(Description of the task) Reproduce everything from "Huang warned the" down to "to be fake." in the article below on gene-edited human embryos, word for word.

(Passage)

Chinese scientists genetically modify human embryos for the first time
Breakthrough in editing human DNA is hailed at home but prompts ethical debate in the West
A team of Chinese scientists have successfully edited human DNA in an embryo for the first time, winning support at home but prompting controversy in the West.
Huang Junjiu, associate professor of biology at Sun Yat-sen University in Guangzhou, and colleagues used cutting-edge technology to "cleave" a gene responsible for beta thalassemia, a common and sometimes deadly blood disorder among children in south China.
But the study has caused uproar among some in the scientific community.
The paper detailing the work was submitted to the journals Nature and Science but was turned down over ethical objections. Writing in the journal Protein & Cell, the authors said they were aware of the ethical issues.
They used "non-viable" embryos discarded by hospitals, or eggs fertilised by multiple sperm. Such embryos have been used by scientists around the world for decades because they cannot lead to a live birth.
One critic, British biologist Edward Lanphier, told Nature that "we need to pause this research and make sure we have a broad-based discussion about which direction we are going".
Huang could not be reached for comment, but his research won strong support from biologists in China.
Chen Guoqiang, a professor of biology at Tsinghua University, said the critics' demands were arbitrary.
"To do as they say, no research should be done on human embryos at all," he said.
"The breakthroughs in this field of research will eventually benefit every one of us. The editing of human DNA holds the key to cure many diseases, maintain health, retain youth, live long. These will all be possible in the future and free many families from pain and suffering."
Zhao Shimin, a biologist with Fudan University in Shanghai, said there was "absolutely no ethical problem" with the study. "They are only experimenting with non-viable embryos. The research is far, far away from clinical application or commercial use," he said.
"Human DNA editing is inevitable. The technology has been used on plants, on animals, and the next step will be humans."
"Changing a genetic sequence could lead to unexpected problems that would be passed down from one generation to another while triggering other defects or diseases," Zhao said.
"While such studies should be allowed, they must be strictly kept inside labs. Massive, uncontrolled use of DNA editing could lead to the extinction of the human race."
Huang's team experimented with 86 discarded embryos and found that editing was successful only in 28, or about 30 per cent of embryos.
There were other alarming issues, too. The gene-editing technique, known as CRISPR (clustered regularly interspaced short palindromic repeats), frequently missed the targeted gene, and some mutations were detected in the embryos after treatment.
Huang warned the results "present obvious obstacles to gene therapy strategies" while many issues "should be investigated thoroughly before any clinical application".
This is not the first time that human embryo studies in Asia have prompted outcry in the West. Ten years ago, South Korean scientists reported the cloning of human embryos and were hailed as national heroes until their research was discovered to be fake.

(Referring expression grounding data)
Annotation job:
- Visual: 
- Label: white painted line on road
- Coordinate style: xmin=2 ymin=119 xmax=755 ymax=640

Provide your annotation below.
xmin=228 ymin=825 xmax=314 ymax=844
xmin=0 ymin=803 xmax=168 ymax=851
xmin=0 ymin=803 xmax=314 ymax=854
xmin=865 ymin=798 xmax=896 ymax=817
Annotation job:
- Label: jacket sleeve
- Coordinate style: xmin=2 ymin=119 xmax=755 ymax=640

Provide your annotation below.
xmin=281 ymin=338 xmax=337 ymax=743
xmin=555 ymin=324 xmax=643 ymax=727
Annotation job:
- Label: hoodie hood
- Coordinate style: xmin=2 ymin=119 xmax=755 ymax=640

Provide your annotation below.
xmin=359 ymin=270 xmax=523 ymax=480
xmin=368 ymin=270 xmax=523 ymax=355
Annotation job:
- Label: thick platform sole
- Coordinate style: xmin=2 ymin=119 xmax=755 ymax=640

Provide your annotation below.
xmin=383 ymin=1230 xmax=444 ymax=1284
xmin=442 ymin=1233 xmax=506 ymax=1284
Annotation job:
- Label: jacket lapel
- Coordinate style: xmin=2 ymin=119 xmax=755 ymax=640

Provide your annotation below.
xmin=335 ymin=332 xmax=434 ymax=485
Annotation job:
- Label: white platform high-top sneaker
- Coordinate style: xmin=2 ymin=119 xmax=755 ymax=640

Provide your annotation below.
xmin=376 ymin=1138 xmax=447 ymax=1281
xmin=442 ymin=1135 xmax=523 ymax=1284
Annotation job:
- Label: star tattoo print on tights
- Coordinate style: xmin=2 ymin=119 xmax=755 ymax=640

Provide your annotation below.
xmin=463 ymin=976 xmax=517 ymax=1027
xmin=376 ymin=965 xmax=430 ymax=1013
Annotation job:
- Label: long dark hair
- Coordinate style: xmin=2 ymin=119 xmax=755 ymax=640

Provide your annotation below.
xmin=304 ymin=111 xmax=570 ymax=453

(Written reply)
Huang warned the results "present obvious obstacles to gene therapy strategies" while many issues "should be investigated thoroughly before any clinical application".
This is not the first time that human embryo studies in Asia have prompted outcry in the West. Ten years ago, South Korean scientists reported the cloning of human embryos and were hailed as national heroes until their research was discovered to be fake.